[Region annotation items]
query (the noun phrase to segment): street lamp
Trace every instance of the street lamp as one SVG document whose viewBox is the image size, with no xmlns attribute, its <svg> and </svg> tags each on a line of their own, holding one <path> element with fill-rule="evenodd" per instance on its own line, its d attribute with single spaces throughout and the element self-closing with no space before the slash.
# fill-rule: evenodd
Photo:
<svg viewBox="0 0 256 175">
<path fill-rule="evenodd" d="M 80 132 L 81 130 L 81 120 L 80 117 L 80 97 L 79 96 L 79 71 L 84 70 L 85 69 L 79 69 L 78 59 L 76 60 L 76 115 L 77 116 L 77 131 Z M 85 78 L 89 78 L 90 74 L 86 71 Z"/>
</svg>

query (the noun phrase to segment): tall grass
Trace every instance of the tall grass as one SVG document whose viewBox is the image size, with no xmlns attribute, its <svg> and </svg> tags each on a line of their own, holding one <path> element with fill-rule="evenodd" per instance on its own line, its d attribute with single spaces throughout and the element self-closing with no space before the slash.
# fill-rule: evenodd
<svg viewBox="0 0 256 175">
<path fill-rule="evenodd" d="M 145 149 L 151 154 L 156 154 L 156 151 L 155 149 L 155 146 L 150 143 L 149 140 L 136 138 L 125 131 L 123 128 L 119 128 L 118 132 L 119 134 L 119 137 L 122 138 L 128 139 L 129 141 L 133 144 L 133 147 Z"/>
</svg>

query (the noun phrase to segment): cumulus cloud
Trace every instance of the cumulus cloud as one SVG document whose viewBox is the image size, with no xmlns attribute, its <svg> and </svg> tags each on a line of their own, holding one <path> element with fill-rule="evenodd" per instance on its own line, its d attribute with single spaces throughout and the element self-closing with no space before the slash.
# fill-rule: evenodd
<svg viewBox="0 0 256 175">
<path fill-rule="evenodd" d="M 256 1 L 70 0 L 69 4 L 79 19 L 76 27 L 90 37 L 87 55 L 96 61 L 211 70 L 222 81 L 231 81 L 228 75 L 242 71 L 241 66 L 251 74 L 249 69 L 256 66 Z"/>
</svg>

### Exercise requirements:
Extract, word for word, each line of the listing above.

### Exercise answer:
query (the noun phrase to segment): street lamp
Trace every instance of the street lamp as one SVG document whose viewBox is the image size, with no xmlns attribute, its <svg> and </svg> tags each on a line of their own, holding one <path> element with fill-rule="evenodd" per instance on its own line, its d attribute with single spaces throughout and the element self-closing with no space before the slash.
# fill-rule: evenodd
Photo:
<svg viewBox="0 0 256 175">
<path fill-rule="evenodd" d="M 80 132 L 81 130 L 81 120 L 80 117 L 80 97 L 79 96 L 79 71 L 84 70 L 85 69 L 79 69 L 78 59 L 76 60 L 76 115 L 77 116 L 77 131 Z M 85 78 L 89 78 L 90 74 L 86 71 Z"/>
</svg>

query (the noun phrase to segment): tall grass
Trace every instance of the tall grass as one SVG document whose viewBox is the image size, with no xmlns attribute, its <svg> and </svg> tags each on a line of their own, holding one <path> element with fill-rule="evenodd" per instance on its own line, its d attribute with single spaces throughout and the element self-closing with no space before the slash.
# fill-rule: evenodd
<svg viewBox="0 0 256 175">
<path fill-rule="evenodd" d="M 145 149 L 151 154 L 156 154 L 156 151 L 155 149 L 155 146 L 150 143 L 149 140 L 136 138 L 125 131 L 123 128 L 119 128 L 118 132 L 119 134 L 119 137 L 122 138 L 128 139 L 129 141 L 133 144 L 133 147 Z"/>
</svg>

query (the noun phrase to segment): cumulus cloud
Trace every instance of the cumulus cloud as one SVG document whose viewBox is the image size, with no xmlns attribute, its <svg> and </svg> tags each on a line of their own, holding one <path> element with fill-rule="evenodd" per instance on its own line, its d attribute with single spaces throughout and the element self-closing with no space before the slash.
# fill-rule: evenodd
<svg viewBox="0 0 256 175">
<path fill-rule="evenodd" d="M 256 1 L 70 0 L 69 4 L 79 19 L 76 27 L 90 37 L 87 55 L 96 61 L 211 70 L 222 81 L 231 81 L 228 75 L 242 71 L 241 66 L 251 74 L 249 69 L 256 66 Z"/>
</svg>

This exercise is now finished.